* [Texto base]:
▼
3. A INFLUÊNCIA DA TECNOLOGIA DA INFORMAÇÃO SOBRE O DIREITO PROCESSUAL


Desde que a informática se tornou conhecimento obrigatório para o bom desempenho de quase totalidade das profissões, principalmente após a criação da internet, os profissionais do direito tiveram que se adaptar a essa nova realidade, sob pena de ficarem à margem do sistema.


 O processo judicial, na sua grande parte, ainda desenvolve-se apenas em suporte de papel, principalmente em comercas da maioria dos tribunais estaduais. Uma série de documentos produzidos pelos sujeitos processuais é organizada de maneira sistemática registrando todos os acontecimentos até a decisão final. No entanto, essa realidade vem mudando já há algum tempo.


Inicialmente, cite-se a edição da lei 9.800 de 26 de maio de 1999 que permitiu às partes a utilização de sistema de transmissão de dados e imagens tipo fac-símile ou outro similar, para a prática de atos processuais que dependam de petição escrita. A partir dessa lei vários tribunais começaram a utilizar sistemas eletrônicos para a prática de atos processuais no âmbito de suas competências.


O Supremo Tribunal Federal editou a  resolução nº 287 de 14 de abril de 2004[11] que institui o e-STF, sistema que permite o uso de correio eletrônico para a prática de atos processuais, no âmbito do daquele Tribunal. Por esse sistema o acesso ao e-STF dá-se por meio da página do Supremo Tribunal Federal na internet, endereço eletrônico www.stf.gov.br, com utilização facultada aos advogados previamente cadastrados e sujeita às regras e condições dos serviços constantes do manual do usuário, também disponível nesse sítio. O interessado deverá cadastrar-se no e-STF e, em seguida, registrar sua senha de segurança, que deverá ser pessoal e sigilosa, assegurando a remessa identificada das petições e dos documentos. As petições e os documentos enviados serão impressos e protocolados de forma digital pela Coordenadoria de Registros e Informações Processuais durante o horário de atendimento ao público. Hoje o STF já possui tramitação processual totalmente eletrônica, desde a petição inicial até o julgamento final da causa.
▲
* [Registros apresentados]:
▼
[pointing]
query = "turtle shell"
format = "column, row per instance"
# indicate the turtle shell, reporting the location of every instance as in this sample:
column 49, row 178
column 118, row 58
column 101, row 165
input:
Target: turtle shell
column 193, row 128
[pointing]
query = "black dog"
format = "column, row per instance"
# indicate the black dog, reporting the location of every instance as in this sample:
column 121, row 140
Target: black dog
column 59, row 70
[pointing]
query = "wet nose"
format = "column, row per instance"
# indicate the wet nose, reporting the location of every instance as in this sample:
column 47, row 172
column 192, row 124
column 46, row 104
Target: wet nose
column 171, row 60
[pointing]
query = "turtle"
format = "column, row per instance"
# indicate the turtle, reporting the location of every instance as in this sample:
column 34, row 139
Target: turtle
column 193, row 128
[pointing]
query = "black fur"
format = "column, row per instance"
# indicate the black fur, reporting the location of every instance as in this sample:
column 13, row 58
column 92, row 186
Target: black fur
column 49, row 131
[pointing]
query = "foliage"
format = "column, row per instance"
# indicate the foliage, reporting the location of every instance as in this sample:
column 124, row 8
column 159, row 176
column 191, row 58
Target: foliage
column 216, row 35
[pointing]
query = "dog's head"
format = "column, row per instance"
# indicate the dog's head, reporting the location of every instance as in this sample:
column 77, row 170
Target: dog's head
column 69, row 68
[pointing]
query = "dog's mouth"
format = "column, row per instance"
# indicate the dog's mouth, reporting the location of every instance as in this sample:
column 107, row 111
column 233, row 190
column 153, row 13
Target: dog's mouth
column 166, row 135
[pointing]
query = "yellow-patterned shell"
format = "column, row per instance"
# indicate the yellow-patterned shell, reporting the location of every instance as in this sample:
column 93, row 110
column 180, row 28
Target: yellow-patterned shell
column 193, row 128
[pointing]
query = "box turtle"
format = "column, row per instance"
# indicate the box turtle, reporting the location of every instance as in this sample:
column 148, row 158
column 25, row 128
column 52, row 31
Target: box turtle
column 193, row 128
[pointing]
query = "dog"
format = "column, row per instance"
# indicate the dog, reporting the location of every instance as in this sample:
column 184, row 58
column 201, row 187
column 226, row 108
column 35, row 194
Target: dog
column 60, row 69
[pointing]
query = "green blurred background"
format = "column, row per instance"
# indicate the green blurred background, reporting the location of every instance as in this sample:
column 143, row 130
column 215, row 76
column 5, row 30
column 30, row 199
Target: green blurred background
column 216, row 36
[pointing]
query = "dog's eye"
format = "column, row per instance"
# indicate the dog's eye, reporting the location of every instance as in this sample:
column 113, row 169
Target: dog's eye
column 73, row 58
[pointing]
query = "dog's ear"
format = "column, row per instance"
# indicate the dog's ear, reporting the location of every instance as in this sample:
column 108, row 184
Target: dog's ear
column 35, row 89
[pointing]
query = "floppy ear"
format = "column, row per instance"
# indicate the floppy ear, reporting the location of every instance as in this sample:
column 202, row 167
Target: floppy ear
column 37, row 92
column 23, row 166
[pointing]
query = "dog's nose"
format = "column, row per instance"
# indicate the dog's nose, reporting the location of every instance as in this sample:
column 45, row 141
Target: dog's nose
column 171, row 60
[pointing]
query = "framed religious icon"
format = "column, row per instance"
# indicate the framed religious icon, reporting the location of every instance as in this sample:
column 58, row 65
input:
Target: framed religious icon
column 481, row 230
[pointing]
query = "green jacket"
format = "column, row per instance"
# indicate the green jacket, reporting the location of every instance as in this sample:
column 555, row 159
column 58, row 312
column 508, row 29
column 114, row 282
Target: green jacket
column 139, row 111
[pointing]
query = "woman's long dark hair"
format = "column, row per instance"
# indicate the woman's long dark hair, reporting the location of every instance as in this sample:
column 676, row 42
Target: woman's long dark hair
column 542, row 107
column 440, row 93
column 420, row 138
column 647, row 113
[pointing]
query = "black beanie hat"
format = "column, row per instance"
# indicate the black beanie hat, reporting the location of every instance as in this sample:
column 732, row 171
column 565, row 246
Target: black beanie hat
▲
* [Tarefas]:
1. Relacione, na ordem em que aparecem no texto sobre informática e processo judicial, as ações que envolvem o envio de petições pelo e-STF, desde o cadastro do interessado até o protocolo.
2. Coloque em uma tabela Markdown os registros do início até a linha que contém "column 59, row 70", inclusive, omitindo as linhas em branco. Use as colunas "nº" e "Linha".

* [Gabarito]:
1.
1. O interessado se cadastra no e-STF.
2. O interessado registra sua senha de segurança, pessoal e sigilosa.
3. O interessado envia as petições e os documentos.
4. A Coordenadoria de Registros e Informações Processuais imprime as petições e os documentos.
5. A Coordenadoria de Registros e Informações Processuais protocola-os de forma digital, durante o horário de atendimento ao público.

2.
| nº | Linha |
|---|---|
| 1 | [pointing] |
| 2 | query = "turtle shell" |
| 3 | format = "column, row per instance" |
| 4 | # indicate the turtle shell, reporting the location of every instance as in this sample: |
| 5 | column 49, row 178 |
| 6 | column 118, row 58 |
| 7 | column 101, row 165 |
| 8 | input: |
| 9 | Target: turtle shell |
| 10 | column 193, row 128 |
| 11 | [pointing] |
| 12 | query = "black dog" |
| 13 | format = "column, row per instance" |
| 14 | # indicate the black dog, reporting the location of every instance as in this sample: |
| 15 | column 121, row 140 |
| 16 | Target: black dog |
| 17 | column 59, row 70 |